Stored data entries
<<<<
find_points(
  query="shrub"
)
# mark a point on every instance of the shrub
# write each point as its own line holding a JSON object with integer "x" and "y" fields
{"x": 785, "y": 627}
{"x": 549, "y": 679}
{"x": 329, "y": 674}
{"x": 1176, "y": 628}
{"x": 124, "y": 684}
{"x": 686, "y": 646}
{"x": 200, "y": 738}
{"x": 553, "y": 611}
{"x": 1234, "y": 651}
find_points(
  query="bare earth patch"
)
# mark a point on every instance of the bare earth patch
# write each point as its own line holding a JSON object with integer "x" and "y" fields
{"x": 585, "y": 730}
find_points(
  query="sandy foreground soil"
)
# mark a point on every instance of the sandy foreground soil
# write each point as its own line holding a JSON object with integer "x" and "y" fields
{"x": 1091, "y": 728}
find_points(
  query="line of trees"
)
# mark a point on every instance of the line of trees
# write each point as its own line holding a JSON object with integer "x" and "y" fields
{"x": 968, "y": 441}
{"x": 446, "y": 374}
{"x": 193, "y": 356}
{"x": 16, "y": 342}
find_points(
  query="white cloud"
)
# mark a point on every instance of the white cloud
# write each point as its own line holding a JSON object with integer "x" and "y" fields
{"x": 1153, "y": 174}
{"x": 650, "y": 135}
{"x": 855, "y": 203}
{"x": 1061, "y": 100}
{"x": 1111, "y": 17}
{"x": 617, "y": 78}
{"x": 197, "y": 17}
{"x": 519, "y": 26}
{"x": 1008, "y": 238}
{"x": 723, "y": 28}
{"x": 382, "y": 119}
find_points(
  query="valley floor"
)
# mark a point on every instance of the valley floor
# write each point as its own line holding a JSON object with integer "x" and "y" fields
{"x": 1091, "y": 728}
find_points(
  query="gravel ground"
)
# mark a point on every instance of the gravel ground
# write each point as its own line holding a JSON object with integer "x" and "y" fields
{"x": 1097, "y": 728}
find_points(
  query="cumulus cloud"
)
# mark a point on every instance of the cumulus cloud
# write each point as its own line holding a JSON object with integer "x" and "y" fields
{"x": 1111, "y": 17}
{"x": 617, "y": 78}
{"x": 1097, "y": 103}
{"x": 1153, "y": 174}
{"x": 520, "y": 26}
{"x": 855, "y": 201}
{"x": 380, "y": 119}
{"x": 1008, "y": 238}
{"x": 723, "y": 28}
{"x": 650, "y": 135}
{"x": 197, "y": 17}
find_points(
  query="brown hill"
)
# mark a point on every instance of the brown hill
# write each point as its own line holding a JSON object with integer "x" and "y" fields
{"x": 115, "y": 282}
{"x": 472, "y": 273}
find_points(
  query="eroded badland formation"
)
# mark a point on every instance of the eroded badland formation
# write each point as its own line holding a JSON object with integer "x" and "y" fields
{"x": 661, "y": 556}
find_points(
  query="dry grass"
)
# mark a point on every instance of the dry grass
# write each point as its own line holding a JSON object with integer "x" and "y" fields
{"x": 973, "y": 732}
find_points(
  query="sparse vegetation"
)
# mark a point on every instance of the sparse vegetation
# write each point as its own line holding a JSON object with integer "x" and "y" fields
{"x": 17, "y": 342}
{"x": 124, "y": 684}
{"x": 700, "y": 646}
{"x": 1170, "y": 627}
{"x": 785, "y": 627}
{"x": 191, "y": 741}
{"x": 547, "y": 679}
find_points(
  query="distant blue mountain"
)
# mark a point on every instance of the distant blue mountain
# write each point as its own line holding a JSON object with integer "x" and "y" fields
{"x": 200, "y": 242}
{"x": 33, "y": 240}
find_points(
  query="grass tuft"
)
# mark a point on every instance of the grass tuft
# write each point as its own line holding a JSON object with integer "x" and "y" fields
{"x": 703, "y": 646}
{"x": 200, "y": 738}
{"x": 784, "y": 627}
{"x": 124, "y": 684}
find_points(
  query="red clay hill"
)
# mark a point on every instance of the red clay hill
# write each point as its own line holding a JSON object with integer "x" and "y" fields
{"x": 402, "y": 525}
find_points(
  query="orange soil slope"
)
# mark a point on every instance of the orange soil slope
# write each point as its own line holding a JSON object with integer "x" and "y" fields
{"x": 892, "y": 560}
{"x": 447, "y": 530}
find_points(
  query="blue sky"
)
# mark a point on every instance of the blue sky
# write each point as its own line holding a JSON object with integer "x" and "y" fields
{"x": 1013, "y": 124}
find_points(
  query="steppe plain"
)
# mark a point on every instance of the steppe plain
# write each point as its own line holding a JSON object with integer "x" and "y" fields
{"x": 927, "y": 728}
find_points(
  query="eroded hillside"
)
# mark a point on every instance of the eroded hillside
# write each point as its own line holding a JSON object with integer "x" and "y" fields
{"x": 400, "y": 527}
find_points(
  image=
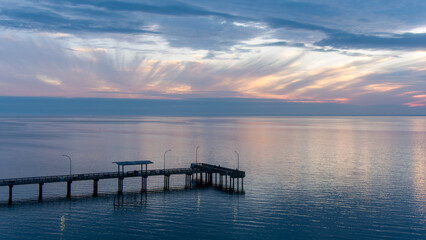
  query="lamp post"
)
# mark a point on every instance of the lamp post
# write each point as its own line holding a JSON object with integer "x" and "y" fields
{"x": 196, "y": 154}
{"x": 238, "y": 159}
{"x": 165, "y": 159}
{"x": 70, "y": 162}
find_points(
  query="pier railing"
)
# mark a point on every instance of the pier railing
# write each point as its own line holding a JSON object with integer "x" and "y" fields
{"x": 201, "y": 173}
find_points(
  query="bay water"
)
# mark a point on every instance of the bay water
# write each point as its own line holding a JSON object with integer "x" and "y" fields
{"x": 306, "y": 177}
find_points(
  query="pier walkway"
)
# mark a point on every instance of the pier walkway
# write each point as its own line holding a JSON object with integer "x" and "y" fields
{"x": 201, "y": 173}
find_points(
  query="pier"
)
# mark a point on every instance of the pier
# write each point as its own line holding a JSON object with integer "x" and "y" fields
{"x": 199, "y": 174}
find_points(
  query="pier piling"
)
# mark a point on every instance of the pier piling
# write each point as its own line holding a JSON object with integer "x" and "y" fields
{"x": 40, "y": 192}
{"x": 69, "y": 189}
{"x": 95, "y": 187}
{"x": 204, "y": 175}
{"x": 10, "y": 195}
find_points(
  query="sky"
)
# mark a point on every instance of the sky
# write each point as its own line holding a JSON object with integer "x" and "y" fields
{"x": 363, "y": 53}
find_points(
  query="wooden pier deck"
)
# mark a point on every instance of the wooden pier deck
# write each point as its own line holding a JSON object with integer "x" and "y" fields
{"x": 202, "y": 173}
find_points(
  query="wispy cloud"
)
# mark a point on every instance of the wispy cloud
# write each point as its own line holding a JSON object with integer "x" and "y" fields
{"x": 331, "y": 51}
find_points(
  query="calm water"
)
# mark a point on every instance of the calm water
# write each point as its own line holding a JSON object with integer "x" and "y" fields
{"x": 306, "y": 178}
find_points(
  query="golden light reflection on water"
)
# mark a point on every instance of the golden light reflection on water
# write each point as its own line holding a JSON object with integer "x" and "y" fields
{"x": 419, "y": 165}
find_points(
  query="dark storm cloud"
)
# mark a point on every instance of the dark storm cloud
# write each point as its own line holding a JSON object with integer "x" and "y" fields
{"x": 188, "y": 24}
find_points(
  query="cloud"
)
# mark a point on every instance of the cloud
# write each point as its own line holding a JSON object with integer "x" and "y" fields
{"x": 49, "y": 80}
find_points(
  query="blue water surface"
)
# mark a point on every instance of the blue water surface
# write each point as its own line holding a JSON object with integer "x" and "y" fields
{"x": 306, "y": 178}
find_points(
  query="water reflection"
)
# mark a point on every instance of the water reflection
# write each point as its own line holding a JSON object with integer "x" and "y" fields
{"x": 318, "y": 177}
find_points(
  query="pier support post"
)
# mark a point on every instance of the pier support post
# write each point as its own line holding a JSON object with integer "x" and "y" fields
{"x": 69, "y": 189}
{"x": 10, "y": 195}
{"x": 166, "y": 182}
{"x": 95, "y": 187}
{"x": 120, "y": 185}
{"x": 144, "y": 183}
{"x": 40, "y": 192}
{"x": 238, "y": 184}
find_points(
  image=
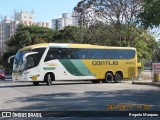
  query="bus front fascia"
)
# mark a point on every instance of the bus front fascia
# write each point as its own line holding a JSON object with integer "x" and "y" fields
{"x": 28, "y": 54}
{"x": 9, "y": 59}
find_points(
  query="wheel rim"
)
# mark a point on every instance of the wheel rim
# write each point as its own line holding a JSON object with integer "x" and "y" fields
{"x": 118, "y": 78}
{"x": 49, "y": 79}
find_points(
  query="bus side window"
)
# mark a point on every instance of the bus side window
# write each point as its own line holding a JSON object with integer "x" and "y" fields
{"x": 31, "y": 62}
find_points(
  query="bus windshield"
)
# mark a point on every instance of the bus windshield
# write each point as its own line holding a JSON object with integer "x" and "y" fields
{"x": 19, "y": 64}
{"x": 32, "y": 60}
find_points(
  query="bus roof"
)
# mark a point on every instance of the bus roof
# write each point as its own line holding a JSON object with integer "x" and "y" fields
{"x": 71, "y": 45}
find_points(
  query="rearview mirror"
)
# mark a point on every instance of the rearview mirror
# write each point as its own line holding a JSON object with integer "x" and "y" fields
{"x": 27, "y": 54}
{"x": 9, "y": 59}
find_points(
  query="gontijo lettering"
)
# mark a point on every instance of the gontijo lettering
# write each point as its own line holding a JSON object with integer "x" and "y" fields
{"x": 105, "y": 63}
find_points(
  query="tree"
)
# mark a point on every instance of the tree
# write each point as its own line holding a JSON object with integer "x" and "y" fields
{"x": 118, "y": 16}
{"x": 118, "y": 25}
{"x": 150, "y": 15}
{"x": 70, "y": 34}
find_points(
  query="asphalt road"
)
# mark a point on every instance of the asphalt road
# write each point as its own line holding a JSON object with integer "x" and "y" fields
{"x": 78, "y": 96}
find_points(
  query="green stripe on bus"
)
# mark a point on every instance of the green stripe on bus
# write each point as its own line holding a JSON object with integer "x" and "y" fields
{"x": 81, "y": 67}
{"x": 48, "y": 68}
{"x": 70, "y": 67}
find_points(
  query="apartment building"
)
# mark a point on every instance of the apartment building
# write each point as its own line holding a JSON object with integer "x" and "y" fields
{"x": 9, "y": 25}
{"x": 67, "y": 19}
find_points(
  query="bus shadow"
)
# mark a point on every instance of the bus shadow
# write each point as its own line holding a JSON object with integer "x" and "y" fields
{"x": 59, "y": 83}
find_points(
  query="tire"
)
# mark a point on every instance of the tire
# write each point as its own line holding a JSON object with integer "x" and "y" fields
{"x": 118, "y": 77}
{"x": 95, "y": 81}
{"x": 108, "y": 78}
{"x": 35, "y": 83}
{"x": 48, "y": 79}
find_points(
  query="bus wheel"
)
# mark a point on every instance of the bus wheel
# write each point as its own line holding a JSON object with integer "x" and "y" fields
{"x": 118, "y": 77}
{"x": 48, "y": 79}
{"x": 108, "y": 78}
{"x": 95, "y": 81}
{"x": 35, "y": 83}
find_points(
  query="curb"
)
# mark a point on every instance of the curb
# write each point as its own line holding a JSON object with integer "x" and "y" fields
{"x": 147, "y": 83}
>>>>
**Task details:**
Here the job is to transcribe the lines from the first line of the data through the line containing "# mark a point on every instance of the sandy", inclusive, exactly and with nothing else.

**Response to the task:**
find_points(
  query="shrub"
)
# mark a point on every instance of the shrub
# write each point as its own line holding a JSON object with integer "x" and "y" fields
{"x": 785, "y": 627}
{"x": 549, "y": 679}
{"x": 329, "y": 674}
{"x": 1176, "y": 628}
{"x": 124, "y": 684}
{"x": 686, "y": 646}
{"x": 200, "y": 738}
{"x": 553, "y": 611}
{"x": 1234, "y": 651}
find_points(
  query="bare earth patch"
)
# mark a point on every instance of the bare earth patch
# write each point as its own line holding a JSON object with integer "x" and "y" fields
{"x": 585, "y": 730}
find_points(
  query="sandy foreground soil"
)
# mark a point on every instance of the sandy foreground soil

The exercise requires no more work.